▶ _WHAT IS BEING ASKED_
Please reproduce the material between the lines holding "Refer to the image above and pinpoint where the dark brown" and "xmin=346 ymin=396 xmax=380 ymax=413", inclusive, swapping "tree canopy" for "tree crown" and leaving everything else untouched.

▶ _DATASET EXCERPTS_
##########

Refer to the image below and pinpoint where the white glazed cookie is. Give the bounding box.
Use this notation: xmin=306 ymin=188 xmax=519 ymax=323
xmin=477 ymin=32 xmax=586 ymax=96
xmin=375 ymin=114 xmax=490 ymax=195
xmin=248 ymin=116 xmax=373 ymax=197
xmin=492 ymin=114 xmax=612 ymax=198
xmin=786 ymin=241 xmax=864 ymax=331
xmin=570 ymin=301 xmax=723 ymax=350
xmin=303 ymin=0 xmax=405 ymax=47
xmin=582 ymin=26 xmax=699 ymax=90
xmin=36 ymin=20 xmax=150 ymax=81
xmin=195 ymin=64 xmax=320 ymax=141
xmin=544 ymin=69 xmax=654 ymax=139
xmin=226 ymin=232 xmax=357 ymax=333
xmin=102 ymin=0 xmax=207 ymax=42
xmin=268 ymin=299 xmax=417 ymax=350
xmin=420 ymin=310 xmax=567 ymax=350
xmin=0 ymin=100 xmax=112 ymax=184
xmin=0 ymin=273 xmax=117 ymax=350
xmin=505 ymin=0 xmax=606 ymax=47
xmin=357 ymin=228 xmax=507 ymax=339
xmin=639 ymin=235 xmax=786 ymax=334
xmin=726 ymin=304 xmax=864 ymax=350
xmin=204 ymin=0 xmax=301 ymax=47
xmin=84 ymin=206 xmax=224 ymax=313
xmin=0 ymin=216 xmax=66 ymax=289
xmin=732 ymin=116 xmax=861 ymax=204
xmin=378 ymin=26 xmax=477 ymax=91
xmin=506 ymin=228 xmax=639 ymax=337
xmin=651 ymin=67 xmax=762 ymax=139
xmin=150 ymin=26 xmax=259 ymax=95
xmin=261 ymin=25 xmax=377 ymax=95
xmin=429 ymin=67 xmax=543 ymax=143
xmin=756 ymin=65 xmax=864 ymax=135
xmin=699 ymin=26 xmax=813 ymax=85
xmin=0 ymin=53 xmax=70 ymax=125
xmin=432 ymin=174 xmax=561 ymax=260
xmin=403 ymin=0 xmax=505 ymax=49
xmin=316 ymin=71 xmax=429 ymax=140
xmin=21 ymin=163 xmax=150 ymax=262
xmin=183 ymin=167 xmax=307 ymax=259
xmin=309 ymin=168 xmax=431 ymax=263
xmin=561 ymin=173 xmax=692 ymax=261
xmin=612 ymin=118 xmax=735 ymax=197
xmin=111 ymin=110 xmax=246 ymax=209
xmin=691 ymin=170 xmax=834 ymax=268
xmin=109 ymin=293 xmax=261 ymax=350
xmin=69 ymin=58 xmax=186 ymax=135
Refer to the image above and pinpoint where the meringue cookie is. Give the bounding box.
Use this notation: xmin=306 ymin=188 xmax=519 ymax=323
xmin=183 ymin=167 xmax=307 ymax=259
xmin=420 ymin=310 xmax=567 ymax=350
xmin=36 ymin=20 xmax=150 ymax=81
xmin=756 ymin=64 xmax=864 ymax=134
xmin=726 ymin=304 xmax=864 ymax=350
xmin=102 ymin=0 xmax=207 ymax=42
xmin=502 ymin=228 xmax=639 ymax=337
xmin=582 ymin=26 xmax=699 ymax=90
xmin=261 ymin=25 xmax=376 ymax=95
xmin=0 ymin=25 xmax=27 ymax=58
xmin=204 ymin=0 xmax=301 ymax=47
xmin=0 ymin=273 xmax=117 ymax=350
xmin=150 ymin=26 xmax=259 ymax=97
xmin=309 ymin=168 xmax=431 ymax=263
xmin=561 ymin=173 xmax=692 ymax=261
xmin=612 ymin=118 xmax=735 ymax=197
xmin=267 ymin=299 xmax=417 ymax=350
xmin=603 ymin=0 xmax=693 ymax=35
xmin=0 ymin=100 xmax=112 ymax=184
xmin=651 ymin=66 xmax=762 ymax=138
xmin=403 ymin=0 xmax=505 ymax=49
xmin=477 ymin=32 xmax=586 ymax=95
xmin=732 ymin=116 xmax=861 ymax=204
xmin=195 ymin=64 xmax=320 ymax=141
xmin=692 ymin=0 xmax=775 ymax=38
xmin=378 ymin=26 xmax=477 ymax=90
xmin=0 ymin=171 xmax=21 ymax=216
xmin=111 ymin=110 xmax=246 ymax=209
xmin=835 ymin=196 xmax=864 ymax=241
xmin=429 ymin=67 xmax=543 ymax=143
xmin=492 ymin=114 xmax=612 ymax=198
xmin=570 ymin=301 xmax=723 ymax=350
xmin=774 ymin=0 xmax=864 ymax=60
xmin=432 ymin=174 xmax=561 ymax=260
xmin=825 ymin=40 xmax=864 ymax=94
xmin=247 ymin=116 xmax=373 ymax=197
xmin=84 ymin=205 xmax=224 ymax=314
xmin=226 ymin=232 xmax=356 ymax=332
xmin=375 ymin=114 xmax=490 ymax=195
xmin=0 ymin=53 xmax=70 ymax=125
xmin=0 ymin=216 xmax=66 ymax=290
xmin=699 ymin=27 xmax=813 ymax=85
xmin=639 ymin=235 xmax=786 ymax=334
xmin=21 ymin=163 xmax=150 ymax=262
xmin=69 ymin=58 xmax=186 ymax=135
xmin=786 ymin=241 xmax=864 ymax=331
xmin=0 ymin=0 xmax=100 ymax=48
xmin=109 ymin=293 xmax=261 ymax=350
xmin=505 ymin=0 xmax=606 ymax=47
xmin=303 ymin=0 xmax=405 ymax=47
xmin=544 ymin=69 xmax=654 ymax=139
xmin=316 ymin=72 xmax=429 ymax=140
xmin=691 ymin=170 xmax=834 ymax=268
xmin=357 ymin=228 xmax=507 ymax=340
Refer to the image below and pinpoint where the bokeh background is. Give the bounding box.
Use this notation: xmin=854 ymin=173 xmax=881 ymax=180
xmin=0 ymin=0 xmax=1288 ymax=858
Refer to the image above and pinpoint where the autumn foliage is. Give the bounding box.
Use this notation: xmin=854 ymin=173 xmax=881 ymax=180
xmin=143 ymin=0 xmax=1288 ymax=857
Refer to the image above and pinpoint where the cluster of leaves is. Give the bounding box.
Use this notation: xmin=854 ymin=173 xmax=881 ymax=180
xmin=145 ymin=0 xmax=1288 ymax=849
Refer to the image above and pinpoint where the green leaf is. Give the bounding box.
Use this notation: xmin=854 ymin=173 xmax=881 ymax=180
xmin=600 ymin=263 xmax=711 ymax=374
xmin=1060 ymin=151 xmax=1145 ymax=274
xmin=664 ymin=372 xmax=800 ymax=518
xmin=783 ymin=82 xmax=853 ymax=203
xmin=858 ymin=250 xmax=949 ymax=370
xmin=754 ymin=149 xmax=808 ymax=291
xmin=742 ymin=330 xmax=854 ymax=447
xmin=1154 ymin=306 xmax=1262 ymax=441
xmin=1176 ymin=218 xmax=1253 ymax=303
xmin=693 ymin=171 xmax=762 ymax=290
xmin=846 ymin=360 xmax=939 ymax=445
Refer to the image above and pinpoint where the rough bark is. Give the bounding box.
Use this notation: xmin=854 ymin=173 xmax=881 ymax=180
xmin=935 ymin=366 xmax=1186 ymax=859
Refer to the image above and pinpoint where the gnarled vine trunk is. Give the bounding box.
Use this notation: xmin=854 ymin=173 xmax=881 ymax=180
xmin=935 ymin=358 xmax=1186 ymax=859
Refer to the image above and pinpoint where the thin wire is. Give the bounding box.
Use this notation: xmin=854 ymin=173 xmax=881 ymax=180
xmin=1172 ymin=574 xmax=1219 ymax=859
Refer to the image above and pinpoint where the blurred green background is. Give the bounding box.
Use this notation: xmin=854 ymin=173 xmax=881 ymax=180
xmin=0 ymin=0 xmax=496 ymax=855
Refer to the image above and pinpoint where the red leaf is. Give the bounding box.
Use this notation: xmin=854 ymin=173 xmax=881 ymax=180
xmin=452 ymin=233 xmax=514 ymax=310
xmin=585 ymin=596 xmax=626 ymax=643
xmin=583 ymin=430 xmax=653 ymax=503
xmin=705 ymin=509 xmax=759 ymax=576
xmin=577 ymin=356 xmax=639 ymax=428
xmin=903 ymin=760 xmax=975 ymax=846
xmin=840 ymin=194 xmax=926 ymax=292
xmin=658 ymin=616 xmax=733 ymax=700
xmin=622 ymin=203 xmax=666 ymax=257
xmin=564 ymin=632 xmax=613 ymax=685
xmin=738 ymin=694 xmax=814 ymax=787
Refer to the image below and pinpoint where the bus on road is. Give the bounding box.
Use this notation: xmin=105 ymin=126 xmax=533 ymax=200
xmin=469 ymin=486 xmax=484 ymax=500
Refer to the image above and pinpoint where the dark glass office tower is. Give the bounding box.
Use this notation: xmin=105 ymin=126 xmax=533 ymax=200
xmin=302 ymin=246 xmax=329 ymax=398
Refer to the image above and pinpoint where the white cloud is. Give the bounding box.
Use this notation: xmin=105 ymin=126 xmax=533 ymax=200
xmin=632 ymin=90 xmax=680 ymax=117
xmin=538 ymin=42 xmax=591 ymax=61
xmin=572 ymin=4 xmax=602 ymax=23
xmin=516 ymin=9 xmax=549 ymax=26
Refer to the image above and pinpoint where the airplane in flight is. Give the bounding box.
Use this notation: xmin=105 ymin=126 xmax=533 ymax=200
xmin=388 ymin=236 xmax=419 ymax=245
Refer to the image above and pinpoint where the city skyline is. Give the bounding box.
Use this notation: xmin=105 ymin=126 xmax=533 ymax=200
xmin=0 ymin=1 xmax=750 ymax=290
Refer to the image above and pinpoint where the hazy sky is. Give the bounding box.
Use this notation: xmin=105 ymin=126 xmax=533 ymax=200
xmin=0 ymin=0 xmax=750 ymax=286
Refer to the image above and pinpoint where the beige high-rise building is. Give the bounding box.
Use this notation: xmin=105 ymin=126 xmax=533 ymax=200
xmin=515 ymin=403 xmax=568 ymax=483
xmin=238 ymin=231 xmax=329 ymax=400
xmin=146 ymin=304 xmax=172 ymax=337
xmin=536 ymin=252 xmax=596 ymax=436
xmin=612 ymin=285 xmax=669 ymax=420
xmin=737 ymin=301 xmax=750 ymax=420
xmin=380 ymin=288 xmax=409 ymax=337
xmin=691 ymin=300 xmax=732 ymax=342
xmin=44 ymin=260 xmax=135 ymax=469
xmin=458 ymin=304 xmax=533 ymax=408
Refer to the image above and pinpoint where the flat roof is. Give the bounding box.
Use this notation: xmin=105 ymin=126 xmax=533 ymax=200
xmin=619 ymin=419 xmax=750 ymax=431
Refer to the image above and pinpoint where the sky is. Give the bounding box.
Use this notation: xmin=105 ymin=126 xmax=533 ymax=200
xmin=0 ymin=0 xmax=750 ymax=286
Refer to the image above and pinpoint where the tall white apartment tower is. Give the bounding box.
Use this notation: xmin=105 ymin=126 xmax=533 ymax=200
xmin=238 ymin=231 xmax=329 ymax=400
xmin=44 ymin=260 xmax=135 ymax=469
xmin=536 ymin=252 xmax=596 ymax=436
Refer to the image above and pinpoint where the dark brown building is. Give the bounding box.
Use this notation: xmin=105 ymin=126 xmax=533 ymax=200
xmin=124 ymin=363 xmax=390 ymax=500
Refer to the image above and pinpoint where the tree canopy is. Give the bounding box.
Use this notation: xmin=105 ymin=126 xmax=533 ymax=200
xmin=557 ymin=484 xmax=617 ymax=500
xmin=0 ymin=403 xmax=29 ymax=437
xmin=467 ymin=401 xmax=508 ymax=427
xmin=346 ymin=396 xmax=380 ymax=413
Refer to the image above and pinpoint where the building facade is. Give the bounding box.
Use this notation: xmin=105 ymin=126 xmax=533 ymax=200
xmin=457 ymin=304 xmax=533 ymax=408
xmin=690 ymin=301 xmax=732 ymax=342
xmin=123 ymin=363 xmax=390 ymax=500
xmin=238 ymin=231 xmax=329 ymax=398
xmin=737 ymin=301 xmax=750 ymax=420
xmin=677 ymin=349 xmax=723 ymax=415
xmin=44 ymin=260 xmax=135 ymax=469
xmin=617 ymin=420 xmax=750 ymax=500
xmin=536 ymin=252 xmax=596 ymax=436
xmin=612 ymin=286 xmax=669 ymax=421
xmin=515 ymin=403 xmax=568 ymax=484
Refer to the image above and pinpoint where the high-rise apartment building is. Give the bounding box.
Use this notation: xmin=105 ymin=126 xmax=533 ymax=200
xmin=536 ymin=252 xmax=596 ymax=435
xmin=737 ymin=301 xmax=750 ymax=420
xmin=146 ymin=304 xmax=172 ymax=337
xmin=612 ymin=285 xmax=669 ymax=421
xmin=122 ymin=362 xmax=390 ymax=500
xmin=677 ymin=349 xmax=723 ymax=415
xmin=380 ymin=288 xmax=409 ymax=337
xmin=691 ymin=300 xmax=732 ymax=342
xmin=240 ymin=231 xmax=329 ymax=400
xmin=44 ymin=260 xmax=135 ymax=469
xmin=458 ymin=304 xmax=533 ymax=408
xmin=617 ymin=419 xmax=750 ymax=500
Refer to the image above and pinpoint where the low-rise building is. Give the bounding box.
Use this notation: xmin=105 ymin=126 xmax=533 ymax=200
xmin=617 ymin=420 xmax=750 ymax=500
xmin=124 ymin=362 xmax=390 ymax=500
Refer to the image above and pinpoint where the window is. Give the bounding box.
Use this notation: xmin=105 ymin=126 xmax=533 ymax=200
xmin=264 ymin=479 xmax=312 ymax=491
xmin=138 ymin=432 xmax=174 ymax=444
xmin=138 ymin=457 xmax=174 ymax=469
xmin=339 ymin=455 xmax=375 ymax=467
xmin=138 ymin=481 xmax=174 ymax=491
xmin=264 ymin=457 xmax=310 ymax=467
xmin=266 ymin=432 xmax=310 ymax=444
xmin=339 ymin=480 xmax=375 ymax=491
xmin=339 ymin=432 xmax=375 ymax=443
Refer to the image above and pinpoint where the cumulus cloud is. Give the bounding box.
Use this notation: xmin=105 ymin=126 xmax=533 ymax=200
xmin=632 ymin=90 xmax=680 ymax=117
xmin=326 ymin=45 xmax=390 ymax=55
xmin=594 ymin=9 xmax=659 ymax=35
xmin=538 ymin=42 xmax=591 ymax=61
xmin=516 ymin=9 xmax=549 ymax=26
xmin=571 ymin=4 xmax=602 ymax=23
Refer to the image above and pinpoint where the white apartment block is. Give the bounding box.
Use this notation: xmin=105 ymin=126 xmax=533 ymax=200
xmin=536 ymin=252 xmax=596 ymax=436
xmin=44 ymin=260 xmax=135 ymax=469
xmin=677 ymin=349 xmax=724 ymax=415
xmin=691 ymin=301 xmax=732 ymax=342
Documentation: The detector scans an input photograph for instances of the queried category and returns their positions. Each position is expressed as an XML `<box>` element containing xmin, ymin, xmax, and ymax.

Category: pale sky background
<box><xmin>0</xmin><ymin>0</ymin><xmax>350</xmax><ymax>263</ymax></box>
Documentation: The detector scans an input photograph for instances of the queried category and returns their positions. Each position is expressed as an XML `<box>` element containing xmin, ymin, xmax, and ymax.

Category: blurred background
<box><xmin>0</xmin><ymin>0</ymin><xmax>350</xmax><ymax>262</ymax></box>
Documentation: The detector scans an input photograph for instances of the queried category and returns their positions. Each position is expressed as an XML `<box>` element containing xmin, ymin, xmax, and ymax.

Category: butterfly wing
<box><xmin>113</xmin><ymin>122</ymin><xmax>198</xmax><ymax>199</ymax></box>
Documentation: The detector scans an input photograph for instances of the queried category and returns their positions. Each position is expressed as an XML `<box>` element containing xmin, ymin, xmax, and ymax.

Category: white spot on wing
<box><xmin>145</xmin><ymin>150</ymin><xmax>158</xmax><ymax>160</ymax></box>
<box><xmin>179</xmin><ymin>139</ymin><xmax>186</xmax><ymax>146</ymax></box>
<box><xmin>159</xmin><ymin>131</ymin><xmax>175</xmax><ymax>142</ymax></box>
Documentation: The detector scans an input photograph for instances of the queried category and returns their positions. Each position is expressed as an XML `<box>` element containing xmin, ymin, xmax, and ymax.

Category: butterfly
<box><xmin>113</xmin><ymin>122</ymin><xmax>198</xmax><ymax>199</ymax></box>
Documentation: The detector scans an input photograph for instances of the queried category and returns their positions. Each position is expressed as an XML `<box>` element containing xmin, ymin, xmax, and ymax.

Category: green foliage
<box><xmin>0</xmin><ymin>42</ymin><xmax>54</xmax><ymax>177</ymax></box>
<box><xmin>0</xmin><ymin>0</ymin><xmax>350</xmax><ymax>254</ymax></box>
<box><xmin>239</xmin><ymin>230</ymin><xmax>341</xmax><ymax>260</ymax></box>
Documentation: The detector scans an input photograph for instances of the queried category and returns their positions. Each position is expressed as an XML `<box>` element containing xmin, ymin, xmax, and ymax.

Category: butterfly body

##########

▶ _SOLUTION FOR THIS TASK_
Refer to the image above and pinpoint where the dark brown building is. Give the bounding box.
Use this notation: xmin=105 ymin=126 xmax=533 ymax=200
xmin=124 ymin=363 xmax=390 ymax=500
Refer to the image above and pinpoint where the tree crown is. Give the bounding box.
Use this notation: xmin=105 ymin=126 xmax=533 ymax=200
xmin=557 ymin=484 xmax=617 ymax=500
xmin=0 ymin=403 xmax=29 ymax=437
xmin=467 ymin=401 xmax=508 ymax=427
xmin=346 ymin=396 xmax=380 ymax=413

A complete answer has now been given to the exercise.